--- START OF Dataset rows ---

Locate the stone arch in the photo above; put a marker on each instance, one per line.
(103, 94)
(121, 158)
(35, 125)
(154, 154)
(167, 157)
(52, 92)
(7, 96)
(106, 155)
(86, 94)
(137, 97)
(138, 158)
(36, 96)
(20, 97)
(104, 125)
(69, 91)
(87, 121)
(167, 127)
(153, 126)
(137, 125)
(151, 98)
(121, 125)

--- END OF Dataset rows ---

Copy out every line of the rows above without changing any character.

Locate the stone arch in the photo above; put a marker on each instance, one per line.
(103, 94)
(121, 158)
(35, 125)
(154, 154)
(167, 157)
(52, 92)
(7, 96)
(106, 155)
(86, 94)
(137, 97)
(138, 158)
(36, 96)
(20, 97)
(104, 125)
(69, 91)
(87, 121)
(167, 127)
(153, 126)
(137, 125)
(151, 98)
(121, 125)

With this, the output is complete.